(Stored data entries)
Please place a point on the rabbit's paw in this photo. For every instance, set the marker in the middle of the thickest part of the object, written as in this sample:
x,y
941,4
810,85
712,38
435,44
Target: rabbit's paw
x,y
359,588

Your goal: Transcribe every line above, character for character.

Response area:
Please place a point on the rabbit's paw in this photo. For every instance, set the marker in the middle of the thickest part of the object, written as in this sample:
x,y
941,4
810,85
712,38
435,44
Target: rabbit's paw
x,y
359,588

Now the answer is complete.